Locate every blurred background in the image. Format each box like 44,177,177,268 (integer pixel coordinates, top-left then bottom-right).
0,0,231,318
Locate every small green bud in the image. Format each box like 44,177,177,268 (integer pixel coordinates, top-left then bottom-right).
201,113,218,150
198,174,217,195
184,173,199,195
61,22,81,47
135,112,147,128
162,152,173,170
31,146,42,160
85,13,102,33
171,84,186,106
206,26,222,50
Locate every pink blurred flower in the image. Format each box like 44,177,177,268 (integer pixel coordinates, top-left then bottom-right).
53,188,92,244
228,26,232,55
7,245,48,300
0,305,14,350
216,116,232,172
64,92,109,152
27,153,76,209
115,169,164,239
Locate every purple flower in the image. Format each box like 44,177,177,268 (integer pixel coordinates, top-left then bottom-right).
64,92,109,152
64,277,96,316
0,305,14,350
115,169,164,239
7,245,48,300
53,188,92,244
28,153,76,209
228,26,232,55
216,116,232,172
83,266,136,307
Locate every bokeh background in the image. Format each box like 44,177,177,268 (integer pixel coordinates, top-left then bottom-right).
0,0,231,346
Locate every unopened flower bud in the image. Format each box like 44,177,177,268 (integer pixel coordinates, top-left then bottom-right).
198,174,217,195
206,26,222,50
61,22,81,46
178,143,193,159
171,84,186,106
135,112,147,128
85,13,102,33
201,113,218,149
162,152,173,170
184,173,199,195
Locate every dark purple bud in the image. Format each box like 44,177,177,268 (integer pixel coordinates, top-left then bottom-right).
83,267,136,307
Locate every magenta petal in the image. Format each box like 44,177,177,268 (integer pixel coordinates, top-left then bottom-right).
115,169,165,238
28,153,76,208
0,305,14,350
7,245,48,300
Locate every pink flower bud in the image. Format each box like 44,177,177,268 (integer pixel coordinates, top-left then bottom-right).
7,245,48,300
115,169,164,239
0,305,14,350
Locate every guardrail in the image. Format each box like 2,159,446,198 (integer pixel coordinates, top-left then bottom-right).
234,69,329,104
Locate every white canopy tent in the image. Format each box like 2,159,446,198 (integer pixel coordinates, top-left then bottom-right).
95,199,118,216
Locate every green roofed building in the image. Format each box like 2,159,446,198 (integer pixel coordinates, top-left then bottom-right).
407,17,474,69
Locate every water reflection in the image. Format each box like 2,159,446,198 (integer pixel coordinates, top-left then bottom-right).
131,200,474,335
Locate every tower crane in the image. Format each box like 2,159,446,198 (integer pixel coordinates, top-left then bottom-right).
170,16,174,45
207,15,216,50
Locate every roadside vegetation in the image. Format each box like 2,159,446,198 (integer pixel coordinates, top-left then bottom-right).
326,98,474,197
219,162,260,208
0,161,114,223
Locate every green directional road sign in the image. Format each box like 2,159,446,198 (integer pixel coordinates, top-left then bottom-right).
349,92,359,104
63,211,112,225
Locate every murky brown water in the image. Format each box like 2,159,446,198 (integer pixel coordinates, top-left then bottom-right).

__Required work__. Reproduce the entire listing above verbatim, line for line, with no changes.

__Completed task__.
Locate every blurred background in the image. Format each box like 44,177,177,268 (integer pixel coordinates, top-left then bottom-right).
0,0,231,318
Locate every small green bud in the image. Format each box like 44,177,177,268 (integer pixel coordinates, top-left then bottom-right).
201,113,218,150
198,174,217,195
184,173,199,195
61,22,81,47
135,112,147,128
162,152,173,170
31,146,42,160
85,13,102,33
171,84,186,106
206,26,222,50
Locate every pink blurred flower in the image. Format each box like 44,177,177,268 (integer pixel coordinates, top-left then bottom-right).
53,188,92,244
228,26,232,55
7,245,48,300
0,305,14,350
216,116,232,172
64,92,109,152
27,153,76,209
115,169,164,239
Locate every purple flower in the image. Format each box like 44,177,177,268 (integer pixel coordinates, top-left then bottom-right).
64,92,109,152
64,277,96,316
0,305,14,350
115,169,164,239
7,245,48,300
53,188,92,244
28,153,76,209
228,26,232,55
216,116,232,172
83,266,136,307
Locate every bokeh background in the image. Format each box like 44,177,177,268 (integer pixel coordinates, top-left then bottom-right).
0,0,231,346
Locate every unopened flower bud in the image. Format each box like 44,177,177,268 (integer pixel coordinates, top-left then bottom-right).
198,174,217,195
206,26,222,50
61,22,81,46
178,143,193,159
171,84,186,106
135,112,147,128
85,13,102,33
201,113,218,149
162,152,173,170
184,173,199,195
Locate every dark purple bud in the image. Format each box like 44,177,177,268 (integer pixel coordinates, top-left then bottom-right).
83,267,136,307
Locate every magenta petal in the image. Format each box like 44,177,177,268 (integer pixel coordinates, top-left then bottom-right).
115,169,165,238
28,153,76,208
0,305,14,350
7,245,48,300
Locate every pink flower bud in the image. Format each box like 44,177,177,268 (integer pixel coordinates, top-left then bottom-right).
7,245,48,300
115,169,164,239
0,305,14,350
Locate every guardrail in the image. Format each box like 2,159,446,198 (integer pixel coordinates, top-left then bottom-right).
234,69,329,104
Locate every white canopy tent in the image. Format each box like 2,159,446,198 (integer pixel coordinates, top-left then bottom-right).
95,199,118,216
Locate every green roofed building in the image. Format each box like 2,159,446,198 (integer pixel coordinates, top-left then bottom-right).
407,17,474,69
Locate every water reflection in the image. Format each box like 2,159,446,198 (integer pixel coordinates, top-left then bottom-right).
131,200,474,335
Locate every tower crane in the image. Format each box like 2,159,446,198 (integer pixel coordinates, top-left then bottom-right).
170,16,174,45
207,15,216,50
Locate every roadside vegetation in the image. Format each box like 2,159,446,198 (integer pixel coordinates, top-left then bottom-right).
326,98,474,197
219,162,260,208
0,161,114,223
Locate every green directional road sign in the image. Format each box like 2,159,446,198 (integer pixel coordinates, top-left then bottom-right).
349,92,359,104
63,211,112,225
Locate every murky brown water in the image. Format each box like 2,159,446,198 (integer pixel coordinates, top-left then bottom-right).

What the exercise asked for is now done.